### GIVEN EXERCISE
Print out the material that follows word for word.

[Dataset rows on where objects appear]
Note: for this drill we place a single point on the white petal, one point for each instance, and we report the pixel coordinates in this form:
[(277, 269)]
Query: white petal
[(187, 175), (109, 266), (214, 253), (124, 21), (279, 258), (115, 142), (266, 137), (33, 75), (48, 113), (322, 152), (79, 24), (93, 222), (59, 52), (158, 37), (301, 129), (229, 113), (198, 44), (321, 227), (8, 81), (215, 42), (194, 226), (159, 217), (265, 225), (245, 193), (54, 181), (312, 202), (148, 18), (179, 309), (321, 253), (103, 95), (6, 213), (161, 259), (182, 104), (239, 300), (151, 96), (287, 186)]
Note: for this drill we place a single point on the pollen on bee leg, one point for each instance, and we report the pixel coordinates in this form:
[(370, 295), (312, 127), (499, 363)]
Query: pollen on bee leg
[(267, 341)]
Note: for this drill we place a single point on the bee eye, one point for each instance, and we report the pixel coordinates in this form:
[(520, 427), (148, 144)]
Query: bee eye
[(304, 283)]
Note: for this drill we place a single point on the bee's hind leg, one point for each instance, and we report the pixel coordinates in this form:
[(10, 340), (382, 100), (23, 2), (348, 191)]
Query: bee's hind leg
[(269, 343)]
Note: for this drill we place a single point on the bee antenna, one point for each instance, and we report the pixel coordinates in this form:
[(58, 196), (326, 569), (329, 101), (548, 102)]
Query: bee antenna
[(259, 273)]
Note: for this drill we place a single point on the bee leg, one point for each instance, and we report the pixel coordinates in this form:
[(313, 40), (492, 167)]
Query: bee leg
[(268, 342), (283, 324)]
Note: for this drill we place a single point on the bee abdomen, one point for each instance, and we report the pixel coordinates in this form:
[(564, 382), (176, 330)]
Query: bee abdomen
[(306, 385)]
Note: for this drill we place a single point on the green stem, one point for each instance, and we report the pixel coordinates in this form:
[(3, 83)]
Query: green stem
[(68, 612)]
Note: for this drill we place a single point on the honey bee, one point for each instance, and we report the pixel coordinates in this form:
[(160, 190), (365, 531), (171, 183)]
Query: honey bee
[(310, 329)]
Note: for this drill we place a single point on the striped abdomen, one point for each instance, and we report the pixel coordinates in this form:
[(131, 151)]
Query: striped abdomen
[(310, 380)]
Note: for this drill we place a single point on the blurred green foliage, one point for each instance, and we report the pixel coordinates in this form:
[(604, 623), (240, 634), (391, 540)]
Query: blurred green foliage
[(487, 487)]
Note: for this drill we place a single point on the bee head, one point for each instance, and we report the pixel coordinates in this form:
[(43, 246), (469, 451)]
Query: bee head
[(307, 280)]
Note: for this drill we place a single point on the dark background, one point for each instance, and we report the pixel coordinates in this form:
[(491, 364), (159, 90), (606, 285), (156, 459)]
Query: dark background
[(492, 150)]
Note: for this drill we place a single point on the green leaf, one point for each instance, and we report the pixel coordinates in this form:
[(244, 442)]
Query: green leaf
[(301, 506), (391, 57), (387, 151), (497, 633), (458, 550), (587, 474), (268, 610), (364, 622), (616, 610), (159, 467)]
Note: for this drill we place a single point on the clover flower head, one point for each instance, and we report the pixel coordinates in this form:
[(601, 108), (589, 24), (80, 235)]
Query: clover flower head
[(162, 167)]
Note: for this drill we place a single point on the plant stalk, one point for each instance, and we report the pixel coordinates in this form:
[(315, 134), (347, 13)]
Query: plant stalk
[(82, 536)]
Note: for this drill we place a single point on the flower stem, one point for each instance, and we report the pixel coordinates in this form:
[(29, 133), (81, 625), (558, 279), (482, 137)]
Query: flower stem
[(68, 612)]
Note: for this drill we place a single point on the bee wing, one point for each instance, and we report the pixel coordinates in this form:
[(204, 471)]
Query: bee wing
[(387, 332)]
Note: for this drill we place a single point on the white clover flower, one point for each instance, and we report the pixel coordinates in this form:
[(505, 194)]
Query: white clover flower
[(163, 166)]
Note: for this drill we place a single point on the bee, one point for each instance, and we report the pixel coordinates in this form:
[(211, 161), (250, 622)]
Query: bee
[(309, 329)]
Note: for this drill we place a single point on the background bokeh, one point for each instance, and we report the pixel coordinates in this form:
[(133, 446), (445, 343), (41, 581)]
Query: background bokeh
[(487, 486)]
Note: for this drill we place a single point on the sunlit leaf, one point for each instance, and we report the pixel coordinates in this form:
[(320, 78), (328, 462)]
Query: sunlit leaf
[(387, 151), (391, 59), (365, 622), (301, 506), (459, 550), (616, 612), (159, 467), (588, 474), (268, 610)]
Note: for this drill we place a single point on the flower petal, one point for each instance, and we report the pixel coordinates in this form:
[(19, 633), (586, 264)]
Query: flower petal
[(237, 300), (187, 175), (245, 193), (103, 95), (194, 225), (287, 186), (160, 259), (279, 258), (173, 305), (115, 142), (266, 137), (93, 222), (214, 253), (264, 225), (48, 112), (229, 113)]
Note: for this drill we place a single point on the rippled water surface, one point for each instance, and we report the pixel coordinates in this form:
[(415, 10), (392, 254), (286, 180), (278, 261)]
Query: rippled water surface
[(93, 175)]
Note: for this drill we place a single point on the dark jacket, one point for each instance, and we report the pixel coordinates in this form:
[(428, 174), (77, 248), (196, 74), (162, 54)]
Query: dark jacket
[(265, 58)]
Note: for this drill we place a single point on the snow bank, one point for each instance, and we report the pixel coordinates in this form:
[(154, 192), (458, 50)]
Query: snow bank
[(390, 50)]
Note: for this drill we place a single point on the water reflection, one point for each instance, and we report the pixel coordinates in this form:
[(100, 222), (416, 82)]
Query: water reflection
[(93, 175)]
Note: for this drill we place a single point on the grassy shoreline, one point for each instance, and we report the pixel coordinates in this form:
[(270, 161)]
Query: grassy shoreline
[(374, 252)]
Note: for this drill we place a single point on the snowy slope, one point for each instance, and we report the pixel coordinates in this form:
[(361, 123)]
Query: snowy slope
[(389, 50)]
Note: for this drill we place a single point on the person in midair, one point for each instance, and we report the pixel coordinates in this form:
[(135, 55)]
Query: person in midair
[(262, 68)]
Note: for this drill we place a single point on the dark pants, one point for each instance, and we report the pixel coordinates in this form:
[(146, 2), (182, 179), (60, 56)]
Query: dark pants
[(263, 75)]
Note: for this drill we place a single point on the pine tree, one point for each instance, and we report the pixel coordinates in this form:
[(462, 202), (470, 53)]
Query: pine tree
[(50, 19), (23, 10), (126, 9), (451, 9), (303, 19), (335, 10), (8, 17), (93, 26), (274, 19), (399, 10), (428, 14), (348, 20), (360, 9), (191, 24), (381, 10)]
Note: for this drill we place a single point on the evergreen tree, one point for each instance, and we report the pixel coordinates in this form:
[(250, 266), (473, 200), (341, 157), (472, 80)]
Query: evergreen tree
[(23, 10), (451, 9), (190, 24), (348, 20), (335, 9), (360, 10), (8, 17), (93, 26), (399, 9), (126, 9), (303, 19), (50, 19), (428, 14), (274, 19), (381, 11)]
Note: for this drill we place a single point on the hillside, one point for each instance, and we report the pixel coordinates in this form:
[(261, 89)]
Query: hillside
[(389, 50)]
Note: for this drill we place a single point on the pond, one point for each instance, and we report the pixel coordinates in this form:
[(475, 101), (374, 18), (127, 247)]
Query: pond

### OUTPUT BELOW
Note: for this drill we place a single point on the white petal, one point for each instance, and we report the pixel coordinates in this form:
[(277, 269)]
Query: white petal
[(187, 175), (109, 266), (214, 253), (124, 21), (279, 258), (115, 142), (266, 137), (33, 75), (48, 113), (322, 152), (79, 24), (93, 222), (59, 52), (158, 37), (301, 129), (229, 113), (198, 44), (321, 227), (8, 81), (215, 42), (194, 226), (159, 217), (265, 225), (245, 193), (54, 181), (312, 202), (148, 18), (179, 309), (321, 253), (103, 95), (6, 213), (161, 259), (182, 104), (239, 300), (151, 96), (287, 186)]
Note: for this drill we place a single point on the pollen on bee leg, one point for each instance, and we report the pixel coordinates in this form:
[(370, 295), (312, 127), (499, 363)]
Query: pollen on bee leg
[(267, 341)]
Note: for this drill we place a single point on the bee eye, one point for each instance, and we report the pixel coordinates in this form:
[(520, 427), (148, 144)]
Query: bee eye
[(304, 283)]
Note: for this drill we place a single point on the bee's hind leg, one point for each instance, and we report the pixel coordinates in this form:
[(10, 340), (382, 100), (23, 2), (348, 191)]
Query: bee's hind leg
[(269, 343)]
Note: for this drill we place a single point on the bee antenna, one point for each instance, and we report the pixel coordinates in this form:
[(58, 196), (326, 569), (329, 101), (548, 102)]
Query: bee antenna
[(259, 273)]
Note: for this drill we place a single point on the bee leg, one point for each instance, and we report the pixel coordinates in this form:
[(313, 40), (492, 167)]
Query: bee leg
[(268, 342), (283, 324)]
Note: for this drill we place a single point on the bee abdomen, one point for each instance, and we report the pixel coordinates in this form:
[(564, 382), (176, 330)]
Query: bee abdomen
[(306, 385)]
Note: for this drill we place a single point on the green stem, one point for each instance, and we report the pixel coordinates in this form:
[(3, 83)]
Query: green stem
[(68, 612)]
Note: for this drill we place a single point on the honey bee, one point for each instance, and we report the pixel coordinates in this form:
[(160, 190), (365, 531), (171, 183)]
Query: honey bee
[(310, 329)]
Note: for this drill we place a single point on the striped abdomen, one point for each instance, and we report the pixel coordinates in this form:
[(131, 151)]
Query: striped abdomen
[(310, 380)]
Note: for this drill we place a single point on the blurred green foliage, one point for each instance, and we report the pixel coordinates in this form:
[(604, 623), (240, 634), (391, 540)]
Query: blurred green foliage
[(487, 487)]
Note: for this drill we place a single point on the bee head, one point for each instance, and we report the pixel coordinates in this form:
[(43, 246), (469, 451)]
Query: bee head
[(307, 280)]
Note: for this drill we place a single point on the dark background, one point for each instance, and we report the pixel coordinates in this form:
[(491, 364), (159, 90), (606, 285), (156, 459)]
Query: dark background
[(492, 150)]
Note: for this drill we place a single point on the green leaf, one point for each instance, and we report the pixel coordinates in this form:
[(244, 442)]
Query: green leaf
[(301, 506), (391, 57), (387, 151), (497, 633), (458, 550), (587, 474), (268, 610), (364, 622), (616, 610), (159, 467)]
Note: for this drill we place a single point on the clover flower head, one point for each instance, and we report the pixel coordinates in this form:
[(601, 108), (589, 24), (80, 235)]
Query: clover flower head
[(162, 167)]
Note: for this drill we place a single point on the plant stalk, one point for each instance, and we report the pixel coordinates in this form:
[(315, 134), (347, 13)]
Query: plant stalk
[(82, 536)]
Note: for this drill we place a single point on the flower stem, one point for each instance, and we report the pixel coordinates in this form:
[(29, 133), (81, 625), (558, 279), (482, 137)]
Query: flower stem
[(68, 612)]
Note: for this drill we place a single point on the bee wing, one point for each instance, and we report the pixel coordinates in this form:
[(204, 471)]
Query: bee wing
[(387, 332)]
Note: for this drill we place a single point on the white clover flower, one point for each instance, and we report the pixel coordinates in this form:
[(505, 194)]
Query: white clover flower
[(163, 166)]
Note: for this drill we place a single point on the bee, one point for each instance, and we report the pixel coordinates in this form:
[(211, 161), (250, 622)]
Query: bee
[(309, 329)]
Note: for this drill we place a single point on the background bokeh, one point for each instance, and we report the pixel coordinates in this form:
[(133, 446), (445, 343), (41, 581)]
Query: background bokeh
[(487, 486)]
Note: for this drill we place a single point on the sunlit leaf, one point for each instance, and we report the pixel coordinates in this form:
[(320, 78), (328, 462)]
Query: sunlit leaf
[(387, 151), (391, 59), (365, 622), (301, 506), (459, 550), (616, 612), (159, 467), (588, 474), (268, 610)]
Note: for this drill we place a single point on the flower petal, one point for each instance, and we report the pixel coordinates in this form:
[(19, 633), (586, 264)]
Query: flower petal
[(237, 300), (187, 175), (245, 193), (103, 95), (194, 225), (287, 186), (160, 259), (279, 258), (173, 305), (115, 142), (266, 137), (93, 222), (214, 253), (264, 225), (48, 112), (229, 113)]
Note: for this drill we place a single point on the rippled water surface, one point for each instance, and we report the pixel coordinates in this form:
[(415, 10), (392, 254), (286, 180), (278, 261)]
Query: rippled water surface
[(93, 175)]
Note: for this drill we place a single point on the dark jacket, one point for each instance, and we report the pixel coordinates in this form:
[(428, 174), (77, 248), (196, 74), (162, 54)]
Query: dark jacket
[(265, 58)]
Note: for this drill we place a single point on the snow bank, one point for each instance, and we report the pixel coordinates in this form:
[(154, 192), (458, 50)]
Query: snow bank
[(390, 50)]
Note: for this drill we place a single point on the water reflection, one point for each instance, and we report the pixel coordinates in this form:
[(100, 222), (416, 82)]
Query: water reflection
[(93, 175)]
Note: for this drill we place a single point on the grassy shoreline, one point for each instance, and we report the pixel coordinates in this form:
[(270, 161)]
Query: grassy shoreline
[(374, 252)]
Note: for this drill we place a single point on the snowy slope, one point for each instance, and we report the pixel coordinates in this form:
[(361, 123)]
Query: snowy slope
[(389, 50)]
Note: for this drill we place a single point on the person in midair, one point for each instance, and we report the pixel coordinates in this form:
[(135, 55)]
Query: person in midair
[(262, 68)]
Note: for this drill we place a single point on the dark pants, one point for each instance, and we report the pixel coordinates in this form:
[(146, 2), (182, 179), (60, 56)]
Query: dark pants
[(263, 75)]
Note: for this drill we place a single point on the pine tree, one point for each instance, and we report the pixel coordinates in this form:
[(462, 202), (470, 53)]
Query: pine tree
[(50, 19), (23, 10), (126, 9), (451, 9), (303, 19), (335, 10), (8, 17), (93, 26), (274, 19), (399, 10), (428, 14), (348, 20), (360, 9), (191, 24), (381, 10)]
Note: for this drill we place a single point on the evergreen tree, one point for each instance, and we report the pixel coordinates in this form:
[(250, 266), (473, 200), (341, 157), (472, 80)]
Query: evergreen tree
[(23, 10), (451, 9), (190, 24), (348, 20), (335, 9), (360, 10), (8, 17), (93, 26), (399, 9), (126, 9), (303, 19), (50, 19), (428, 14), (274, 19), (381, 11)]
Note: for this drill we place a single point on the hillside, one point for each instance, and we report the pixel coordinates in this form:
[(261, 89)]
Query: hillside
[(389, 50)]
Note: for this drill we place a single point on the pond, one point for each instance, and we report the pixel coordinates in this form:
[(475, 101), (374, 18), (127, 247)]
Query: pond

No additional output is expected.